● OPDRACHT A
Hoeveel mensen kwamen volgens de tekst over vrijheid van meningsuiting om het leven bij de aanslag op het hoofdkantoor van Charlie Hebdo?
● OPDRACHT B
Typ uit de tekst over vrijheid van meningsuiting het gedeelte over tussen "Vermoedelijk wordt momenteel" en "alles. Volgens sommigen.", beide inbegrepen.

● TEKST
Vermoedelijk wordt momenteel over geen “recht” zoveel gediscussieerd als het recht op vrijheid van meningsuiting. Dat heeft veel te maken met de aanslag op het hoofdkantoor van het satirische weekblad Charlie Hebdo. Een aanslag waarbij 12 mensen om het leven kwamen. Verantwoordelijk waren twee Frans-Algerijnse broers die zich wilden wreken op het anti-fundamentalistische karakter van het tijdschrift, waarin spottende cartoons over de profeet Mohammed prijkten. Moet kunnen, toch? Bij de vrijheid van meningsuiting gaat het immers om de vrijheid van expressie en die vrijheid gaat boven alles. Volgens sommigen.
De aanslag staat niet op zichzelf. Een Deense schutter met een naam die in de verste verte niet doet vermoeden dat hij uit Denemarken afkomstig is vermoordde twee burgers, waarschijnlijk in een poging om de Deense cartoonist Lars Vilks om het leven te brengen. Ook Vilks is de profeet Mohammed namelijk niet welgevallig. En op een dodenlijst die sinds 2013 op internet circuleert worden moslims opgeroepen tot het plegen van aanslagen tegen mensen die ‘misdaden tegen de islam’ hebben begaan. De lijst bevat o.a. de namen van Geert Wilders en Salman Rushdie. Naarmate de multiculturele samenleving meer implodeert nemen de spanningen en tegenstellingen toe. Onze vrijheid van meningsuiting is kennelijk de “hunne” niet. Wat wij “spotten” of “relativeren” noemen, wordt door sommige radicale islamitische groeperingen al gauw ervaren als ongenuanceerd beledigen en kwetsen. Voor zelfspot lijkt daarbij geen plaats te zijn. Ook wij kunnen daarover meepraten. Menige godsdienstoorlog dankt zijn bestaan aan de verabsolutering van religieuze beginselen waaraan niet getwijfeld mag worden. En daarover gaat het nu juist bij het recht op vrije expressie. Het recht om te twijfelen. Het recht om waarden ter discussie te stellen.

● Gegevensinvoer
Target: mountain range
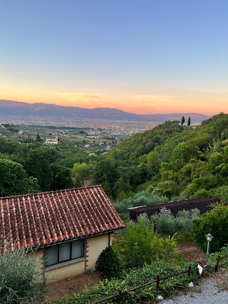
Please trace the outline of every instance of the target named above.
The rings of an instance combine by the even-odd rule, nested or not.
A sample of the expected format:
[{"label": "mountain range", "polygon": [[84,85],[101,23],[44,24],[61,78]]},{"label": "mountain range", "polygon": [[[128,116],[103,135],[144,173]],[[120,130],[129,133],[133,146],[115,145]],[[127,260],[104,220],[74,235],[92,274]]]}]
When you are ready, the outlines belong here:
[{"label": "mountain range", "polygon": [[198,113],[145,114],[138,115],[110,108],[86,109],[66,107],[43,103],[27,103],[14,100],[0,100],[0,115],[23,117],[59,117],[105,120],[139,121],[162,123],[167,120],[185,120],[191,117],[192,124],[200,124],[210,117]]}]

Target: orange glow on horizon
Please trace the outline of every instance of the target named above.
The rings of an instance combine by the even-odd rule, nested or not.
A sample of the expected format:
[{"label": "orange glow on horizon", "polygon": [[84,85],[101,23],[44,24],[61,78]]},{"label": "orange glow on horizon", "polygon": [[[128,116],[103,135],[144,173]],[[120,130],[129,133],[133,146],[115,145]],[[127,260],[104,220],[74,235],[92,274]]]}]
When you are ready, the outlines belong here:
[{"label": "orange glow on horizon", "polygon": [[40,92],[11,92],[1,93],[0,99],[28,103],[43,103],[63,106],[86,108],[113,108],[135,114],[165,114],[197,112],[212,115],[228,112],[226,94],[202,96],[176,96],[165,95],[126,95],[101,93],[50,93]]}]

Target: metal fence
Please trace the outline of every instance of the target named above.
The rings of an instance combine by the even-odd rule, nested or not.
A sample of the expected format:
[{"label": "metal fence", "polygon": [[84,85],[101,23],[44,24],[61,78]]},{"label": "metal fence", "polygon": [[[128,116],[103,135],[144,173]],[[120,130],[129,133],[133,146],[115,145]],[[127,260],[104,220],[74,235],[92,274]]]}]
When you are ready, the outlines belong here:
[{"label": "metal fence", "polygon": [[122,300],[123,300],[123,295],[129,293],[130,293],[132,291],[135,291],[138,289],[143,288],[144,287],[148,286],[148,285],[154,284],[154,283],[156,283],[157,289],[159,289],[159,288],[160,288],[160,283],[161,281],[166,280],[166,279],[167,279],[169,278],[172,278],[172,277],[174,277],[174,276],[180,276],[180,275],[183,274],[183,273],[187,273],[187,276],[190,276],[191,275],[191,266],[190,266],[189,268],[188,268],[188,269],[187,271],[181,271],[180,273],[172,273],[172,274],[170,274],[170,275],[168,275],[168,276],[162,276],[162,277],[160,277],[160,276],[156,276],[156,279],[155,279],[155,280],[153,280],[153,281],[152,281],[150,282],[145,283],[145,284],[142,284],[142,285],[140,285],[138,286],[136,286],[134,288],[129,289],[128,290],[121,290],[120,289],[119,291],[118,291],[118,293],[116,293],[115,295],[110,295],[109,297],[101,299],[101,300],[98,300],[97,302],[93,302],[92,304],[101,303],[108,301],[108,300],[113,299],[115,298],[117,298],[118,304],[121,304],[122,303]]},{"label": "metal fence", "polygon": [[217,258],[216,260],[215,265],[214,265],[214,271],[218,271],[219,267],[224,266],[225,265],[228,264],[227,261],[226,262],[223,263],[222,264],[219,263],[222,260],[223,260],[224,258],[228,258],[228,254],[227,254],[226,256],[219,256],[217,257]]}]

--

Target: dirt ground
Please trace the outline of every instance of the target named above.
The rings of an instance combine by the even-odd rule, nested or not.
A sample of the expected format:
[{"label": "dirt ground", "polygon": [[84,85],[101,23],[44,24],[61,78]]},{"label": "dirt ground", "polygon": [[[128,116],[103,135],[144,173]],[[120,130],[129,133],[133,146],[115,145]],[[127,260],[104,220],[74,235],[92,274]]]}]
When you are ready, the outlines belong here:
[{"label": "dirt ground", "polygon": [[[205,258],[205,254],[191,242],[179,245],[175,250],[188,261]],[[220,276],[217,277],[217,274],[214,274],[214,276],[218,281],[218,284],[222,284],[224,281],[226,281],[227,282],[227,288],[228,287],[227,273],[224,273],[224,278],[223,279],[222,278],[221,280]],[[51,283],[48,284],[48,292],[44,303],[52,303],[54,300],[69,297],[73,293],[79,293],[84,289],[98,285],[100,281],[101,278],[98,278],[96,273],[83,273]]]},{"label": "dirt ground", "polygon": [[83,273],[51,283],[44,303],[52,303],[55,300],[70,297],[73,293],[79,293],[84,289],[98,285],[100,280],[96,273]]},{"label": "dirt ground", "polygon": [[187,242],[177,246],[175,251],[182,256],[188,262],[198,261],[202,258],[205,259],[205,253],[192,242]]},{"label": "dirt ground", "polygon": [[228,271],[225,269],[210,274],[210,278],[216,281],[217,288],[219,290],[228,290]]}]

...

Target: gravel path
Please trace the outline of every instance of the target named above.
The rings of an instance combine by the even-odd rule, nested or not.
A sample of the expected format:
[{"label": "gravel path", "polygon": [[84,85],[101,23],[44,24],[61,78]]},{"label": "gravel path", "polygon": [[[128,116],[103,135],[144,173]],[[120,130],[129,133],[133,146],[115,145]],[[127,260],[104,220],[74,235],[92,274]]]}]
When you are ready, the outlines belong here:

● UITGEWERKTE OPLOSSING A
Bij die aanslag kwamen 12 mensen om het leven.

● UITGEWERKTE OPLOSSING B
Vermoedelijk wordt momenteel over geen “recht” zoveel gediscussieerd als het recht op vrijheid van meningsuiting. Dat heeft veel te maken met de aanslag op het hoofdkantoor van het satirische weekblad Charlie Hebdo. Een aanslag waarbij 12 mensen om het leven kwamen. Verantwoordelijk waren twee Frans-Algerijnse broers die zich wilden wreken op het anti-fundamentalistische karakter van het tijdschrift, waarin spottende cartoons over de profeet Mohammed prijkten. Moet kunnen, toch? Bij de vrijheid van meningsuiting gaat het immers om de vrijheid van expressie en die vrijheid gaat boven alles. Volgens sommigen.